▶ _What needs to be done_
Since the copy must hold text only, transcribe the data below exactly and omit the images.

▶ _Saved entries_
BEGIN
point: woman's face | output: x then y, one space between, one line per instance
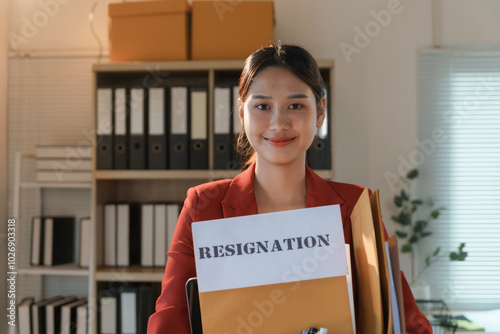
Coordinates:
280 116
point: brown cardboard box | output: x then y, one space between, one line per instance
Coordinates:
230 29
149 30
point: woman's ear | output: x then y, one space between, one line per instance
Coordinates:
320 116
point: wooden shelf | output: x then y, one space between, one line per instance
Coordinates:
59 270
55 185
130 274
191 65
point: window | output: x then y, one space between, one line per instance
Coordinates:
459 97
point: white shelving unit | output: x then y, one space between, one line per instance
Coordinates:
34 276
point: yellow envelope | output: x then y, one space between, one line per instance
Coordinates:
366 266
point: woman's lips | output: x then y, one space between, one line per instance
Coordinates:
279 141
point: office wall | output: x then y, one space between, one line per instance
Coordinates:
374 45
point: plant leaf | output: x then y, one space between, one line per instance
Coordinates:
413 239
417 202
405 218
404 195
401 234
412 174
406 248
436 252
419 226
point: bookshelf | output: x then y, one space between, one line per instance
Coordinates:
149 186
40 281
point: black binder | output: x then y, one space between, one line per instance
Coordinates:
137 126
179 128
198 116
157 136
59 235
128 218
104 126
236 156
222 127
120 113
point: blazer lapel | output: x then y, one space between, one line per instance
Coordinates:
240 197
319 192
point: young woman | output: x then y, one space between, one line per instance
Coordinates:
281 103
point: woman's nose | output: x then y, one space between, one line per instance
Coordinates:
279 119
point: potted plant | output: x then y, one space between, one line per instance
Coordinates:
415 216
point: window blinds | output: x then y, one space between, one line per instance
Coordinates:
459 96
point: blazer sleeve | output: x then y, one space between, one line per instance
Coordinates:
171 314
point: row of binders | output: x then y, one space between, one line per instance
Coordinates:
165 128
54 241
138 233
127 309
53 315
63 163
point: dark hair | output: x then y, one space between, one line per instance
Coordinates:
292 57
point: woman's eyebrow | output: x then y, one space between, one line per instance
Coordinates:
294 96
261 97
298 96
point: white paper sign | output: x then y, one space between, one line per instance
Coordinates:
269 248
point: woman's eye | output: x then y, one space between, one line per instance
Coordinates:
263 106
296 106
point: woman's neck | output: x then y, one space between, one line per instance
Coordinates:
280 187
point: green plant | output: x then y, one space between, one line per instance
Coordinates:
415 216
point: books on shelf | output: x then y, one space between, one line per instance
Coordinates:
138 233
24 315
52 240
126 309
51 315
84 254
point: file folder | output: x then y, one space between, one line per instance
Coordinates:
222 127
137 139
179 128
172 218
369 304
109 235
120 154
128 310
104 157
53 314
59 240
236 158
198 148
147 235
319 152
160 235
84 258
157 137
37 232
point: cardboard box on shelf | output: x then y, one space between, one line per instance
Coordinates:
149 30
230 29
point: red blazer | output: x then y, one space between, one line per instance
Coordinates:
232 198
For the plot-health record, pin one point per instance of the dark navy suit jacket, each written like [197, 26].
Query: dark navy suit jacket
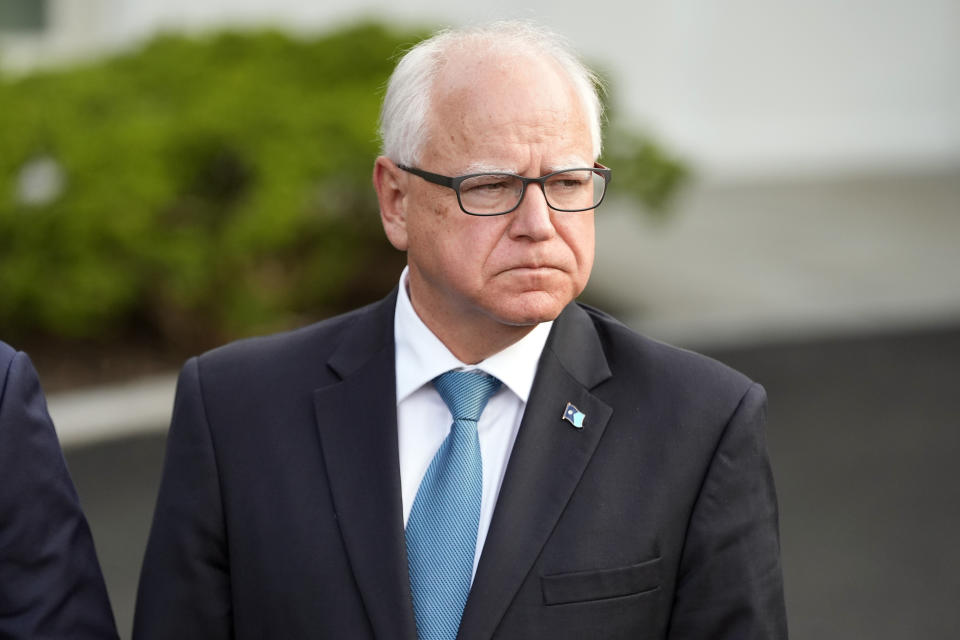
[279, 513]
[50, 582]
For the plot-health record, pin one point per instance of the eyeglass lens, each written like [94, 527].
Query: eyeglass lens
[494, 193]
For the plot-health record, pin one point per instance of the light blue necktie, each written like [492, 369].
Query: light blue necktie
[442, 527]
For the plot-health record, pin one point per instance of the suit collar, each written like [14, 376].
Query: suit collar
[547, 462]
[357, 422]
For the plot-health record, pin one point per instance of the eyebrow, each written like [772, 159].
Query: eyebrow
[570, 162]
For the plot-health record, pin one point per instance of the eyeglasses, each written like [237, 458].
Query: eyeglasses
[494, 194]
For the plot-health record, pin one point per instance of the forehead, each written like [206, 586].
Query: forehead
[495, 108]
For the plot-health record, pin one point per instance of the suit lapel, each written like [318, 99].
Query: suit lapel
[357, 421]
[546, 465]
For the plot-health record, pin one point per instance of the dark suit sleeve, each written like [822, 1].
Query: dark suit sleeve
[730, 583]
[50, 582]
[184, 588]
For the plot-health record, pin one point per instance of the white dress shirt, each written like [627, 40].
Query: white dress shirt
[423, 419]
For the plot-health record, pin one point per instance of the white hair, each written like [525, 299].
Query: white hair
[406, 105]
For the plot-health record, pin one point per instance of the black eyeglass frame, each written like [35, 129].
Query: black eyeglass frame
[455, 182]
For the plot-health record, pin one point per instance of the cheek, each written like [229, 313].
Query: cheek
[578, 234]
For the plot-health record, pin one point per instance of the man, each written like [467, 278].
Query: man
[612, 487]
[50, 581]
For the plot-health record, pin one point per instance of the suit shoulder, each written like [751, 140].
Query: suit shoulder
[629, 351]
[7, 354]
[287, 353]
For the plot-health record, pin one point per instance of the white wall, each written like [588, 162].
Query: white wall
[742, 87]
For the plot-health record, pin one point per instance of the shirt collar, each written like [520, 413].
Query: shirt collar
[421, 356]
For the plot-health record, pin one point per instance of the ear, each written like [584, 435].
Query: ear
[390, 181]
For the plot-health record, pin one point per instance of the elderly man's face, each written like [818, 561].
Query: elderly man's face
[513, 114]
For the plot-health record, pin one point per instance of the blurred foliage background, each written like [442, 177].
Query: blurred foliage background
[206, 188]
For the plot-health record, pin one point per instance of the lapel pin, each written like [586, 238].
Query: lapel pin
[574, 416]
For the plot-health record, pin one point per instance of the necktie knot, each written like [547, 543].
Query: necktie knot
[465, 392]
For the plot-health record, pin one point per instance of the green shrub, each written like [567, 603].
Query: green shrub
[213, 187]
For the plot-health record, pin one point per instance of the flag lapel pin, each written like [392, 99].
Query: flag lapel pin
[574, 416]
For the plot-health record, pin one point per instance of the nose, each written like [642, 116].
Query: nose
[532, 218]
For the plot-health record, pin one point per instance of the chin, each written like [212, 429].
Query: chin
[531, 309]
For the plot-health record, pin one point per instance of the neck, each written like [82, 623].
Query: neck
[471, 338]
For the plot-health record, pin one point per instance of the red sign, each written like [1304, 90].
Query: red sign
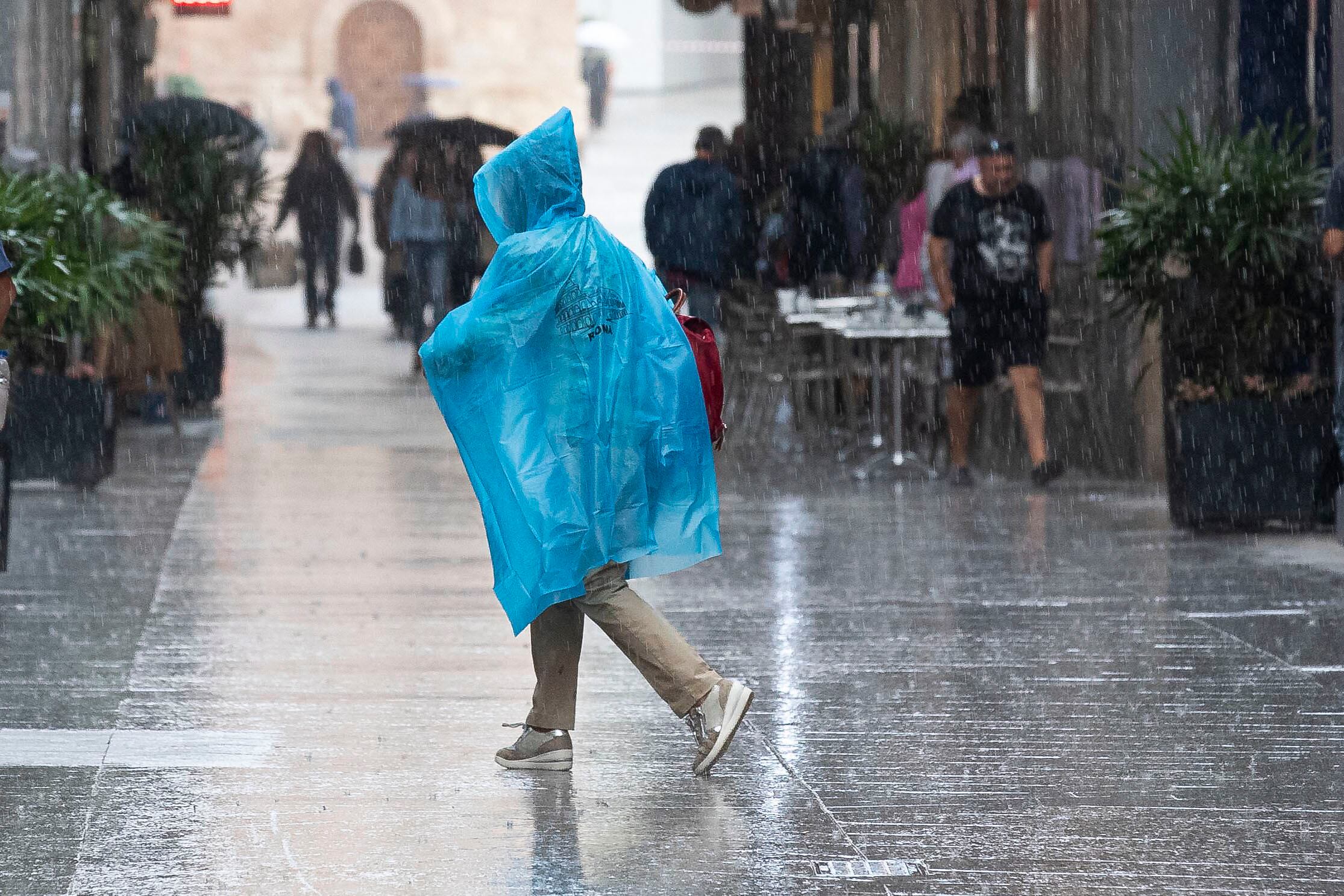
END
▶ _Task answer_
point: woman's face | output: x then y, one space between, one line per instance
Coordinates:
280 116
point: brown cardboard box | output: x then y, one space between, one line per instance
Coordinates:
230 29
149 30
point: woman's ear | output: x then y, one space between, one line per instance
Coordinates:
320 116
point: wooden shelf | output: x then y, one space between, one line per instance
Coordinates:
59 270
55 185
130 274
191 65
point: window | output: x then y, one space between, one line per instance
Coordinates:
459 97
point: white shelving unit | output: x then y, one space between, one line per instance
Coordinates:
34 276
point: yellow envelope | output: x then y, one space between, one line per instance
Coordinates:
366 266
point: woman's lips | output: x then y, one space between, one line per instance
Coordinates:
279 141
point: office wall | output: x then y, one space between, one line per instance
Coordinates:
374 45
point: plant leaf | output: x then y, one space between, one line per instance
Coordinates:
413 239
417 202
405 218
404 195
401 234
412 174
406 248
436 252
419 226
point: bookshelf | output: x then y, one space between, one line per instance
Coordinates:
149 186
40 281
point: black binder | output: x then y, one space between, one line per instance
Coordinates:
137 126
179 128
198 116
157 136
59 235
128 218
104 126
236 156
222 127
120 113
point: blazer lapel | output: x then y, one space between, one line per instance
Coordinates:
240 197
319 192
point: young woman | output: x then y, one space between, one line per instance
Coordinates:
281 103
point: woman's nose | output: x then y, one space between, one line per instance
Coordinates:
279 119
point: potted plant | output: x then y, one space between, one line per instance
Coordinates:
415 216
point: window blinds | output: x then y, one space between, one line per instance
Coordinates:
459 96
point: blazer sleeve | output: x then y, one space between, one line per instance
Coordinates:
171 314
point: row of binders | output: x then y, one space between, one line per instance
Coordinates:
165 128
54 241
138 233
127 309
53 315
63 163
point: dark hair | output: x then y, one space between, one line per instance
Coordinates:
292 57
point: woman's eyebrow | output: x then y, one space between, one line per instance
Coordinates:
294 96
261 97
298 96
point: white paper sign | output: x then y, one space between, one line per instance
Coordinates:
269 248
point: woman's eye | output: x then y, one space between, one line per instance
Coordinates:
263 106
296 106
point: woman's neck | output: x then y, one space between, one line per instance
Coordinates:
280 187
point: green plant | output: x then y, one space between, one line per instance
Coordinates:
415 216
point: books on shelf | output: x then y, one space between, one line per instance
Coordinates:
138 233
24 315
52 240
126 309
51 315
84 254
point: file folder | output: x then y, one space between, one line per instance
Coordinates:
222 127
137 139
179 128
172 218
369 304
109 235
120 154
128 310
104 157
53 314
59 240
236 158
198 148
147 235
319 152
160 235
84 258
157 137
37 232
point: cardboard box on shelf | output: x then y, one space between, one line per instance
Coordinates:
149 30
230 29
point: red blazer | output: x then y, one space between, one line per instance
Coordinates:
232 198
For the plot-health record, pin one point per instance of the dark navy suit jacket, each written like [197, 26].
Query: dark navy suit jacket
[279, 513]
[50, 582]
For the plot-health record, pin one point per instance of the eyeglass lens, each written like [94, 527].
Query: eyeglass lens
[494, 193]
For the plot-health record, pin one point per instance of the light blue necktie, each written like [492, 369].
Query: light blue necktie
[442, 527]
For the plot-health record, pin one point per instance of the suit collar, each written like [14, 376].
Query: suit collar
[547, 462]
[357, 422]
For the plot-health record, pin one point per instance of the eyebrow, each written like [772, 159].
Query: eyebrow
[570, 162]
For the plot-health record, pin one point per instance of the eyeglasses, each written like [237, 458].
Query: eyeglasses
[494, 194]
For the plot-health record, pin one point per instance of the forehead, each written like [206, 586].
Query: forehead
[495, 108]
For the plot-health record, pin one point per instance of the suit lapel, each written like [318, 99].
Query: suit lapel
[357, 421]
[546, 465]
For the plot-health record, pin one point per instance of the dark suit sleeve, each written like [822, 1].
Query: dark suit sleeve
[730, 583]
[50, 582]
[184, 588]
For the plot-health record, pin one point per instance of the white dress shirt, each written like [627, 40].
Query: white dress shirt
[423, 419]
For the plot-health record, pin one point per instance of the white hair, each written like [525, 299].
Query: white hair
[406, 105]
For the plot-health record, pin one point per instance of the black eyeglass frame, each written like [35, 129].
Query: black eyeglass frame
[455, 182]
For the plot-health record, pin one point per instance of the cheek, each written like [229, 313].
Query: cheek
[578, 234]
For the plot-health record, pin one point per instance of the man, each written like [467, 278].
Query: man
[612, 487]
[50, 581]
For the plot-health record, pin one point per instance of the suit shoulder, each written like [751, 140].
Query: suit shoulder
[629, 351]
[7, 354]
[287, 353]
For the plot-health record, pin one point per instance of the white wall, each written like [588, 162].
Query: white wall
[742, 87]
For the plot-health record, pin one point per instance of the shirt collar, each written like [520, 413].
Query: shirt collar
[421, 356]
For the plot-health record, pin one point per instance of the ear, each written like [584, 435].
Query: ear
[390, 181]
For the plot-health record, pin one point per instance of the elderly man's face, each written like [818, 561].
Query: elderly man's face
[513, 114]
For the plot-health record, pin one point per instance of the blurred foliage background, each written like [442, 177].
Query: blurred foliage background
[206, 188]
For the plot-health record, pin one point per instance of the lapel pin, each written like [586, 238].
Query: lapel pin
[574, 416]
For the plot-health record, pin one point per instance of the necktie knot, each written like [547, 543].
Query: necktie knot
[465, 392]
For the plot-health record, pin one point per instance of the green shrub, each written like [567, 603].
Query: green shrub
[213, 187]
For the plot-health record, pin one point per instance of the flag lapel pin, each written like [392, 99].
Query: flag lapel pin
[574, 416]
For the plot-health record, pin one point per instance of the nose, each written like [642, 116].
Query: nose
[532, 218]
For the plot-health record, pin one point per instance of the chin, each written like [212, 429].
Query: chin
[531, 309]
For the plot-health record, pin one point per instance of the neck, each written like [82, 623].
Query: neck
[471, 338]
For the plot-health record, pin one point per instance of the red sign, each written like [1304, 90].
Query: red sign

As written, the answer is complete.